Selected extract
—————

I have a rule: If discussing something via email is going to take paragraphs and paragraphs, I pick up the phone instead.
Another way I keep my inbox clean is by archiving all my messages at the beginning of the year. Who says you can’t do the same thing in summer? Tap or click for my quick and easy fix to get a clean slate.
I recommend a smart email trick for every homeowner: Set up an email address just for your home. Tap or click to see why it’s just so useful.
If you’re sick of wasting time searching endlessly or scrolling through your inbox, it’s time to up your email game. Every Gmail user should do this.
How to use Gmail filters
Think of filters as Gmail’s alternative to folders. Use them to apply a label to messages, archive, delete, star, or automatically forward your mail.
If you’re the victim of endless spam and other annoying messages, this is the perfect way to beat the spammers to the punch. You’ll banish the junk that gets through your spam filter with the right filters.
RELATED: 5 hidden Google Assistant tricks you’ll use all the time
Filters are also useful to move everything from, say, your aunt who never stops sending articles to one specific spot. Or filter messages from your homeowner’s association to easily find what you need.
There are a couple of ways to set up filters in Gmail. One is right from your inbox.
Hit the Show search options icon in the search bar at the top. (It looks like three lines with slashes through them.) A filter menu will open immediately that allows you to create a filter with any of these parameters:
• The sender and recipient (if you have multiple addresses)

—————

Information shown
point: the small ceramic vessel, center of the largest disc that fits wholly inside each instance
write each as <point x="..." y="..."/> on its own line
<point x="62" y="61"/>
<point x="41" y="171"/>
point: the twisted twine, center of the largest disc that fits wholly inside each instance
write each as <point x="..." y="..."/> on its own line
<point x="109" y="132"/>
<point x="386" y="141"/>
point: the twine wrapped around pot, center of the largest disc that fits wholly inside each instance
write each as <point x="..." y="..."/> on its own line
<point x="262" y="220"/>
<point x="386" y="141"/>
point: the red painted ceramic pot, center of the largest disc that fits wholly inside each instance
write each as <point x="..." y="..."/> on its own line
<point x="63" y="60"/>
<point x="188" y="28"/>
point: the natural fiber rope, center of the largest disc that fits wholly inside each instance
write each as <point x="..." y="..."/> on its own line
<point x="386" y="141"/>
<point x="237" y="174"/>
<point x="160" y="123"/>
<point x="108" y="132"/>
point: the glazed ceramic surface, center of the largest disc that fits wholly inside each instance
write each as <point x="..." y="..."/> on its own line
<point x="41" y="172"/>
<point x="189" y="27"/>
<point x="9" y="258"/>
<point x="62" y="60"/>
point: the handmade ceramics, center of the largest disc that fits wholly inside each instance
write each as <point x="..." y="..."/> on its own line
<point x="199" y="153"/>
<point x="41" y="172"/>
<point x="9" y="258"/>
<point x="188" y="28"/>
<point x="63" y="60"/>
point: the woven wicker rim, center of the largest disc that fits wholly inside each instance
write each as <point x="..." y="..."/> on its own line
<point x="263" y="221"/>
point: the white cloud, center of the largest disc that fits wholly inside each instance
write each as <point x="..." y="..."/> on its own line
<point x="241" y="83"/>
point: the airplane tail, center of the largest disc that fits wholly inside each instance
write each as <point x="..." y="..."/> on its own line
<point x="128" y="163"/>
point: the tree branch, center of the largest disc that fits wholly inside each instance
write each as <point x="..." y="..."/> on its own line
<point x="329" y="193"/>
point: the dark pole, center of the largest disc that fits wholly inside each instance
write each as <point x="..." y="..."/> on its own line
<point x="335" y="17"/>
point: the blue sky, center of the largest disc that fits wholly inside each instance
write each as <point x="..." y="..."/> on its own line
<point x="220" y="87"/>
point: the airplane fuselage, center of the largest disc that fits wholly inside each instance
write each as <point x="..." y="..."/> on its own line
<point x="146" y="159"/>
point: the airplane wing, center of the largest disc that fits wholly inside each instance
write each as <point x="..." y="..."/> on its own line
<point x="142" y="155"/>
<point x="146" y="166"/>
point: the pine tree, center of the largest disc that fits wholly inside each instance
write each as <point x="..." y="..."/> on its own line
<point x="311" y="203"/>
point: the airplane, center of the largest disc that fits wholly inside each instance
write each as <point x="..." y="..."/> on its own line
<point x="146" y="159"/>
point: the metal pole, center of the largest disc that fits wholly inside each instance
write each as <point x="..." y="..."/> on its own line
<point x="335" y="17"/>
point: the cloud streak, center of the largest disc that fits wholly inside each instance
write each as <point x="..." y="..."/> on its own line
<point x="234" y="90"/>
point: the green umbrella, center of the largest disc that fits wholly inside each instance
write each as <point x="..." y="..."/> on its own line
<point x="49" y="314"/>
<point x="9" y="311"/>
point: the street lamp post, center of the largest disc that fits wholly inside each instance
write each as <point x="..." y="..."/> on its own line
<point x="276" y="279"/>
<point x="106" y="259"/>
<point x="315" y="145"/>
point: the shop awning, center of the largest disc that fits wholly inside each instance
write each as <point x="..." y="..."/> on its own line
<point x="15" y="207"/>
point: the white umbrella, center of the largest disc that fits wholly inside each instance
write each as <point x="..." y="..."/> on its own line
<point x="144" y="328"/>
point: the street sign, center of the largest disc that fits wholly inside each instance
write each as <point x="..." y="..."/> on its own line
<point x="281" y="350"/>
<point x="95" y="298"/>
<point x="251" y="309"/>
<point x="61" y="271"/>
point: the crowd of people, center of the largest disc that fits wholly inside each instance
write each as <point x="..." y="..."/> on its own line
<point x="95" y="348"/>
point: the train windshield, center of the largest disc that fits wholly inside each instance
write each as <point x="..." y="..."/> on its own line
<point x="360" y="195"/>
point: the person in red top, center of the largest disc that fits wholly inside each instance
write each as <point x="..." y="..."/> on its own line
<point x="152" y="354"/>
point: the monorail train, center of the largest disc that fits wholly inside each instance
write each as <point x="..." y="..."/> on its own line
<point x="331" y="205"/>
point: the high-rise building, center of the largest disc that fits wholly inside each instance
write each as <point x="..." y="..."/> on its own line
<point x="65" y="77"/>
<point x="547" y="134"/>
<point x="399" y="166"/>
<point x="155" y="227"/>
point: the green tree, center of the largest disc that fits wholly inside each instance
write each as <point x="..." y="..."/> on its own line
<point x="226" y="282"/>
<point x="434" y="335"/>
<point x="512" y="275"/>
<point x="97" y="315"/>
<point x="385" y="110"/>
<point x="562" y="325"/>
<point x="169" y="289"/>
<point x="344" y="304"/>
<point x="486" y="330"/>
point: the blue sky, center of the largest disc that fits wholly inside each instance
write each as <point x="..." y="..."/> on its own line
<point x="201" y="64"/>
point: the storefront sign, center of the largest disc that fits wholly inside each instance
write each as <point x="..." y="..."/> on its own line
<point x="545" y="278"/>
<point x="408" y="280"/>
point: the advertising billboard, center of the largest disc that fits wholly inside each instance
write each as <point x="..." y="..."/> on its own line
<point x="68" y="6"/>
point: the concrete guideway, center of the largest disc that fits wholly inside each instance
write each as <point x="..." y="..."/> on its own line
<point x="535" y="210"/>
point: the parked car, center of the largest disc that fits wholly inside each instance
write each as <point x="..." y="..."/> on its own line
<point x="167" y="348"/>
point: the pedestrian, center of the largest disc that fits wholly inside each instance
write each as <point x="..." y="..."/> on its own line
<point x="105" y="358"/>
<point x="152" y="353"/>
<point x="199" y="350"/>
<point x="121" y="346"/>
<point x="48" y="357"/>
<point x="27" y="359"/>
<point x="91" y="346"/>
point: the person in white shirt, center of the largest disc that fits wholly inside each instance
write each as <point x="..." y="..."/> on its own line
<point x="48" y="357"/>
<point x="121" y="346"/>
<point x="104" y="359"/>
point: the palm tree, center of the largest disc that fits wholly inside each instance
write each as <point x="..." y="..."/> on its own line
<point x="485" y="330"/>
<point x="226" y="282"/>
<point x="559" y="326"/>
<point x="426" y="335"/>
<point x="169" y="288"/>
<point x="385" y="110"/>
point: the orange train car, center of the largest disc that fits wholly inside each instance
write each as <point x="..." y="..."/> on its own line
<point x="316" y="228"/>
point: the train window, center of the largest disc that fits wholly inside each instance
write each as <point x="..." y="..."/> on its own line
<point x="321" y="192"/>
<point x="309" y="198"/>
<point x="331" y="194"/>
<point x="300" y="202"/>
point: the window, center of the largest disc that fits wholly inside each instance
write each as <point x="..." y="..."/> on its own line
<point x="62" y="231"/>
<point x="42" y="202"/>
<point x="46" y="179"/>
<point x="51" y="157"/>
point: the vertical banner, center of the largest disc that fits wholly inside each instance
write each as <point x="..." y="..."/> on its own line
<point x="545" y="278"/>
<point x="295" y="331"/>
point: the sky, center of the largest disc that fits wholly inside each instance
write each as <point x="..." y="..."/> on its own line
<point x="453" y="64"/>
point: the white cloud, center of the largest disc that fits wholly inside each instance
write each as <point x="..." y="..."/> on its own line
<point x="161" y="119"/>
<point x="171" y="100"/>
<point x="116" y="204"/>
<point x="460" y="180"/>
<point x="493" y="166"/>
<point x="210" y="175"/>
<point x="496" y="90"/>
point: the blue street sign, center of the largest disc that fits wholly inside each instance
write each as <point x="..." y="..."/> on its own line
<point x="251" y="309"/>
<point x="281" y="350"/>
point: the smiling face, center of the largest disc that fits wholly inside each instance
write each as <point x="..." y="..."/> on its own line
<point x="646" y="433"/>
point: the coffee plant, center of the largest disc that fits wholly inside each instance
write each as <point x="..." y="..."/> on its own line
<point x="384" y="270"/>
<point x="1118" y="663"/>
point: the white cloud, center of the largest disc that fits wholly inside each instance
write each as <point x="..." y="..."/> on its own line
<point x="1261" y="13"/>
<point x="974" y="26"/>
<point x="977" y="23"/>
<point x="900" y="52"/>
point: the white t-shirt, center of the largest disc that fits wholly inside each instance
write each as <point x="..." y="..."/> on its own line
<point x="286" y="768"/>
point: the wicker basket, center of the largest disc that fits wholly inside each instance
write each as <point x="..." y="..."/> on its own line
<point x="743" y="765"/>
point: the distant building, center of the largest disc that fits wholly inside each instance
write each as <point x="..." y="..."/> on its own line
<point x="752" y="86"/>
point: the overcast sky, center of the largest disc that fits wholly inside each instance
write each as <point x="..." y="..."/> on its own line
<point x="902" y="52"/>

—————

Your tasks
**A.** In the Gmail filters article, what does the Show search options icon look like?
**B.** Carry on writing the Gmail filters article from the point where it stops.

Task responses
**A.** It looks like three lines with slashes through them.

**B.**
• The subject’s contents
• Keywords within the body of the email
• The size of the email
• The date it was sent or received
• Whether the email has an attachment
Enter your search criteria. To check that your search worked correctly, see what emails show up by clicking Search. If all looks good, click Create filter at the bottom of the search window.
Only new messages will be impacted when you create a filter. Another thing to keep in mind: When someone responds to a message you’ve filtered, the reply will only be filtered if it meets the same search criteria.
GET SMART: Gmail tips and tricks: 10 buried settings and features to try
How to create a Gmail filter within a message
Another way to create a filter is from within an email you’ve already received. Here’s how:
• Open Gmail.
• Check the checkbox next to the email you want, and click More (it’s a three-dot menu).
• Click Filter messages like these.
• Enter any additional filter criteria.
• Click Create filter.
How to edit or delete Gmail filters
If you don’t like a filter you’ve set up, you can edit or delete it. Here’s how:
• Open Gmail.
• At the top right, click Settings (the cog icon) > See all settings.
• Click Filters and Blocked Addresses.
• Find the filter you’d like to change.
• Click Edit to change it or Delete to remove the filter. If you’re editing the filter, click Continue when you’re done editing.
• Click Update filter or OK.
Pro tip: Gmail filter ideas
What’s the best way to use Google filters? Aside from what I mentioned above, here are a few to consider.
• Prioritize messages from your most important colleagues.
• Save your receipts, bills, and payment confirmations in one place.
• Automatically Star important things to archive – order numbers, tracking numbers, and other things to reference later.
• Forward messages automatically or answer certain messages automatically with a custom, prewritten template.
• Send less important or annoying messages to one spot so you can read them at your leisure instead of letting them sit in your inbox.
Chances are, your inbox is exhausting. Filters are one of the best solutions for productivity and peace of mind.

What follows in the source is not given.